Step 5: 既存システムとの連携設定 – エコシステムの構築 SIEM, SOAR等との連携が必要な場合、設定を行い、正常なデータ連携を確認します。

各ステップでの十分な検証と関係者との密なコミュニケーションが成功のポイントです。

導入して終わりではない!EDR運用の成功ポイントと継続的な最適化

EDRのエージェント展開完了はゴールではなくスタートです。日々の運用と継続的な改善を通じて効果を高める「育てる」ソリューションと認識し、以下の点に注力します。

  1. 初期チューニングと誤検知(False Positive)の削減: 導入直後は誤検知が多発します。これに埋もれて重大なアラートを見逃す「アラート疲れ」を防ぐため、導入初期に集中的なチューニングが必要です。業務影響を見極めながら、除外設定(ホワイトリスト)やルール調整を行い、アラートのノイズを減らします。
  2. 監視体制の確立と役割分担: 「誰が」「いつ」「どのように」監視・対応するのか明確な体制を定めます。自社リソースが不足する場合はMDRサービスの活用を検討します。アラートの重要度判断基準(トリアージプロセス)も定義します。
  3. アラート対応プロセスの整備と標準化: アラート発生時の対応手順(一次分析→詳細調査→エスカレーション→封じ込め→復旧→報告)を標準化し、文書化します。SOARツールによる一部自動化も有効です。
  4. インシデントレスポンス計画(IRP)への統合: 既存のIRPにEDRをどのように組み込み、活用するかを定義します。EDRの情報をトリガーとしてIRPを発動させるプロセスなどを整備します。
  5. 担当者トレーニングとスキル向上: EDRを効果的に運用するには担当者のスキルが不可欠です。製品操作に加え、脅威分析やインシデント対応に関する継続的なトレーニング(ベンダー提供、外部研修等)を提供します。
  6. 定期的なレビューと改善サイクル(PDCA): EDRの設定、ルール、運用プロセスが現状の脅威や環境に対し最適か定期的にレビューします。検知傾向やKPI達成度を評価し、設定の見直しやプロセスの改善を継続的に行い、PDCAサイクルを回します。

EDR運用は継続的な努力と改善が求められる活動です。

セキュリティエコシステムの強化:EDRと他ツール(SIEM/SOAR/MDR等)の効果的な連携

EDRは単体でも強力ですが、他のセキュリティツールと連携させることで、その価値はさらに高まります。EDRをセキュリティエコシステムの中核として活用し、組織全体の防御力を向上させましょう。

  1. SIEM(Security Information and Event Management)との連携: EDRが収集したエンドポイントの詳細ログをSIEMに集約することで、ネットワーク機器やサーバー等のログと組み合わせた相関分析が可能になります。これにより、単一ツールでは見逃しがちな巧妙な攻撃を検知しやすくなり、インシデント調査も効率化します。
  2. SOAR(Security Orchestration, Automation and Response)との連携: EDRでの脅威検知をトリガーとして、SOARが定型的な対応プロセスを自動化します。例えば、端末隔離、不正IPのブロック、チケット起票などを自動で行うことで、対応を迅速化し、アナリストの負荷を軽減します。

• 提示記録
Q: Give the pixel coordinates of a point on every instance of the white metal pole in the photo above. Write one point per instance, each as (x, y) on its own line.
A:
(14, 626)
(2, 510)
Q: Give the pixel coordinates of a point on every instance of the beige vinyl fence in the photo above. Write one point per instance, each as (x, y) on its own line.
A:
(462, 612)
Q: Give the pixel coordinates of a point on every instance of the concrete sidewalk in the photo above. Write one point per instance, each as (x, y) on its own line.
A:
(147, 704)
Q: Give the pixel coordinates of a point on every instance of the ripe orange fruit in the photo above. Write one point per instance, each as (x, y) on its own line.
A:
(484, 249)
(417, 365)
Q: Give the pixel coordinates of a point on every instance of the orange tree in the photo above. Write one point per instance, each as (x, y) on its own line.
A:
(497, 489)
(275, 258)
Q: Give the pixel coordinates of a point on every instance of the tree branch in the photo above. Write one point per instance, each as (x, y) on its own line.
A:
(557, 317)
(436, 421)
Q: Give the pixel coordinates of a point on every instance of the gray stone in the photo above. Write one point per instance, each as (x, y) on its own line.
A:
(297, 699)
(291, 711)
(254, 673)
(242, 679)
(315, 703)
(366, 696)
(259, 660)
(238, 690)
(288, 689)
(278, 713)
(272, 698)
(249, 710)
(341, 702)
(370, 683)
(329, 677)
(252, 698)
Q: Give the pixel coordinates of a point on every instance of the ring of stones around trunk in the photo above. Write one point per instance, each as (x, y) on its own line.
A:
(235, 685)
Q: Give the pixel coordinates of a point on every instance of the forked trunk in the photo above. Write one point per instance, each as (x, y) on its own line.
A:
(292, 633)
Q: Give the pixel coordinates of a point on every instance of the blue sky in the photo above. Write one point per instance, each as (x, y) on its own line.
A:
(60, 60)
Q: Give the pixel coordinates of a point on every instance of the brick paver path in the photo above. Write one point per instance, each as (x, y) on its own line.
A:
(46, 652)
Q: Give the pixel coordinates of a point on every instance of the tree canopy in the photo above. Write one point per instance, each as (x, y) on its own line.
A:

• 課題 1
EDRの運用と他ツールとの連携について述べた本文を、2文で要約しなさい。
• 課題 2
EDRの運用と他ツールとの連携について述べた本文を、最後の文の後から書き継ぎなさい。

• 解答 1
EDRは導入して終わりではなく、誤検知を減らす初期チューニング、監視体制と対応プロセスの整備、インシデントレスポンス計画への統合、担当者のトレーニング、定期的なレビューを通じて、継続的に改善していく必要がある。さらに、SIEMと連携すれば相関分析によって巧妙な攻撃を検知しやすくなり、SOARと連携すれば定型的な対応を自動化できるため、EDRの価値は一層高まる。

• 解答 2
  3. MDR(Managed Detection and Response)サービスとの連携: EDRの運用(監視、分析、対応)を外部の専門家チームに委託するサービスです。24時間365日の高度な監視体制や専門的な分析、迅速なインシデント対応支援を受けられ、自社リソースが限られる場合に特に有効です。プロアクティブな脅威ハンティングが含まれる場合もあります。
  4. その他のツール連携: IT資産管理ツール(端末所有者情報連携)、脆弱性管理ツール(悪用脆弱性特定)、VPN/認証基盤(不正アクセス検知強化)などとの連携も有効です。

これらの連携を実現するには、EDR製品が豊富なAPIを提供しているか、主要ツールとの連携実績があるかなどを選定時に確認することが重要です。

要注意!EDR導入プロジェクトで陥りがちな罠と成功への秘訣

EDR導入には多くのメリットがありますが、計画や運用が不十分だと失敗に終わる可能性もあります。よくある失敗パターン(罠)と成功の秘訣を知っておきましょう。

【EDR導入で陥りがちな罠】

  1. 目的・目標が曖昧: 具体的な課題解決ではなく「なんとなく」で導入。効果測定ができず形骸化。
    • 対策: 導入前に具体的な目的とKPIを設定する。
  2. 運用体制・リソース考慮不足: 導入後の運用負荷(監視・対応・チューニング)を軽視。アラートに対応できず機能不全に。
    • 対策: 運用に必要な人員・スキル・工数を現実的に評価し、体制(MDR含む)を確保する。
  3. PoCの省略・形式化: 事前検証が不十分で、導入後に性能問題や互換性問題が発覚。
    • 対策: PoCは必須。実環境に近い形で十分な検証を行う。
  4. 導入後のチューニング怠慢: 誤検知を放置し、アラート疲れで重要な警告を見逃す。
    • 対策: 初期チューニングに十分な工数を確保し、継続的に最適化する。
  5. 担当者トレーニング不足: EDRを使いこなせず、ポテンシャルを引き出せない。
    • 対策: 製品操作だけでなく、脅威分析等のスキル向上のための継続的なトレーニングを提供。

【EDR導入成功への秘訣】

  • 経営層の理解とコミットメント: 経営課題として捉え、予算・体制への支持を得る。
  • 明確な担当者と責任体制: 推進役と運用責任者を任命し、権限を与える。
  • 段階的な導入アプローチ: パイロット導入から始め、リスクを管理しながら進める。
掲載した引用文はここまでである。